### ABOUT THIS TASK
Repeat, line for line, the entries printed below.
========================
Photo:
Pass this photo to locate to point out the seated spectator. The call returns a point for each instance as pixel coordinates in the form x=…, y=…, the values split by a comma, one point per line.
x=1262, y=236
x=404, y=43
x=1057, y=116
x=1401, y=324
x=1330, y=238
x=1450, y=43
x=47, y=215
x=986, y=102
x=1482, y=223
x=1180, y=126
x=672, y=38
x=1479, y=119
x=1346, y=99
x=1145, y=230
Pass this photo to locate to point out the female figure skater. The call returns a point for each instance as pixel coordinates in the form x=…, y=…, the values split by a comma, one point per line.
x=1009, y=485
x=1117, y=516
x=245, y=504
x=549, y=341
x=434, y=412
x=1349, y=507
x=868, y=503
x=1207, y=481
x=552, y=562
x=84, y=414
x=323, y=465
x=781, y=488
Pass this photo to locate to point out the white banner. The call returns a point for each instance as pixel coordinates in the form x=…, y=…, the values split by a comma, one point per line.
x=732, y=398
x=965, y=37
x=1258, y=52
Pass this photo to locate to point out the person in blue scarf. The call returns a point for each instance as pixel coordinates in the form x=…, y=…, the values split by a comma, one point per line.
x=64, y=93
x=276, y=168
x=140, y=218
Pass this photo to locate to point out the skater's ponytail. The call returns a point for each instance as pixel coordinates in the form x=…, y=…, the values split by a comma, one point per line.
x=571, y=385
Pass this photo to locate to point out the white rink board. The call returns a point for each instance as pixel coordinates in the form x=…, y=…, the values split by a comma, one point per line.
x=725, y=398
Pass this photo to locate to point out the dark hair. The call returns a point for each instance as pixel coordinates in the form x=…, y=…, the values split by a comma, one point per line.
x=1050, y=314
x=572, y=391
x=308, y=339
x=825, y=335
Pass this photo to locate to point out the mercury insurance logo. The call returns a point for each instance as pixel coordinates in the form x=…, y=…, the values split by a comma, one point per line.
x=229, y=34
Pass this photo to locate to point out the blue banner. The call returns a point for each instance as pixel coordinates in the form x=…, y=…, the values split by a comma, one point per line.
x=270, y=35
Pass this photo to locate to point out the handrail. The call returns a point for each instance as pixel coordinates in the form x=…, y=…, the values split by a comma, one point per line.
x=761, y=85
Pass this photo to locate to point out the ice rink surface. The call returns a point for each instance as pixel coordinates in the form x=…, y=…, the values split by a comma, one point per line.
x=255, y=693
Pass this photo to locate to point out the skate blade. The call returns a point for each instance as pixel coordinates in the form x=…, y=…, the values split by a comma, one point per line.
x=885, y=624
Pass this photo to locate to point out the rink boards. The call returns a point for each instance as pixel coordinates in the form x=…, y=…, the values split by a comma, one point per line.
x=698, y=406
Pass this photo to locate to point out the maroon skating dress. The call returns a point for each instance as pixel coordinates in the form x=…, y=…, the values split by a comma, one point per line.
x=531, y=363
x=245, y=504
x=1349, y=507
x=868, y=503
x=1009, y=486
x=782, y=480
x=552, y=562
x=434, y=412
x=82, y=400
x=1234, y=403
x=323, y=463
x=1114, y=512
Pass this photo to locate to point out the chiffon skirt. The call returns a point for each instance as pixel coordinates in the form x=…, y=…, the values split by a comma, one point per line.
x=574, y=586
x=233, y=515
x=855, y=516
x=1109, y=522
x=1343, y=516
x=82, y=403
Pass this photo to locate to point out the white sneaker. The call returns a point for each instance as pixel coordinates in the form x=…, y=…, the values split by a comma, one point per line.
========================
### YOUR RESPONSE
Photo:
Pass this photo to locate to point out the seated spectator. The call returns a point for each instance as pixel coordinates in the form x=…, y=…, the values split by a comma, one point per line.
x=1262, y=236
x=404, y=43
x=1057, y=116
x=1401, y=324
x=1330, y=238
x=1450, y=43
x=47, y=215
x=986, y=102
x=1482, y=223
x=1180, y=126
x=672, y=38
x=1479, y=119
x=1346, y=99
x=1145, y=230
Pass this photo to locate to point out the female figure skater. The call returns a point for each instance as pixel coordinates in the form x=…, y=…, the values split by a comma, one point per line.
x=1009, y=485
x=1117, y=516
x=245, y=504
x=549, y=341
x=434, y=412
x=1349, y=507
x=868, y=503
x=1207, y=481
x=552, y=562
x=84, y=414
x=323, y=465
x=781, y=488
Pass this photo to locate to point out the white banner. The call returns a point for each instance as pixel coordinates in the form x=…, y=…, the values split by a comma, one point per line.
x=732, y=398
x=965, y=37
x=1258, y=52
Pass this photo to locate to point out the person in blue scarf. The call returns a point for each instance as pixel coordinates in the form x=…, y=…, the values split by a comma, one point per line.
x=64, y=93
x=276, y=168
x=140, y=218
Pass this photo to locate to point out the skater's ponytail. The call returns a point for each instance as pixel coordinates in the form x=…, y=…, the values split by a comma, one point per line.
x=571, y=385
Pass this photo to locate to point out the white rink board. The call returns a point for each instance as pixel coordinates in the form x=…, y=…, the values split by a comma, one point per line.
x=725, y=398
Pass this photo to locate to point out the dark hair. The call returns a point for each instance as pixel coordinates in the form x=…, y=…, the values split by a comma, one point per line.
x=1050, y=314
x=572, y=391
x=308, y=339
x=825, y=335
Pass this photo to locate to point out the mercury insurance logo. The call returns a point for each instance as pixel coordinates in the form x=…, y=…, the values split by a comma, one point per line.
x=229, y=34
Pass this photo to locate to point out the blue banner. The call returns a point for each instance as pixel coordinates in the form x=…, y=…, the values split by a comma, one point per line.
x=270, y=35
Pass this photo to locate to point out the handrail. The call returns a point for each instance as pixel coordinates in the form x=…, y=…, the values split by a comma, one point per line.
x=761, y=85
Pass this photo to locate to point out the ice rink surface. The call returns a point for each instance as pixel coordinates in the form x=…, y=…, the values split by a comma, one point per line.
x=255, y=693
Pass this photo to locate to point out the skate blade. The call returns a point for each instance as pixel coordinates in the form x=…, y=…, the values split by a comma, one point per line.
x=885, y=624
Pass this photo to locate to point out the rink boards. The call returns a point for each instance as pixel coordinates in the form x=…, y=…, the values split by a comma, one point per line.
x=698, y=406
Pass this photo to locate to point out the maroon skating dress. The call returns a point for each instance as pixel coordinates in the form x=…, y=…, the values split by a comma, one point per line.
x=531, y=363
x=245, y=504
x=1349, y=507
x=868, y=503
x=1009, y=486
x=782, y=480
x=552, y=562
x=434, y=412
x=82, y=400
x=1234, y=403
x=323, y=463
x=1114, y=512
Pass this photo to locate to point out the chiffon skirt. The call returns a point for each instance as pixel coordinates in the form x=…, y=…, the values split by a comma, one point per line.
x=574, y=586
x=233, y=515
x=855, y=516
x=1109, y=522
x=1343, y=516
x=82, y=403
Pass this photo to locate to point out the white sneaker. The call returns a point for each instance as pixel coordinates in the form x=…, y=…, the values split by a comma, one point per line.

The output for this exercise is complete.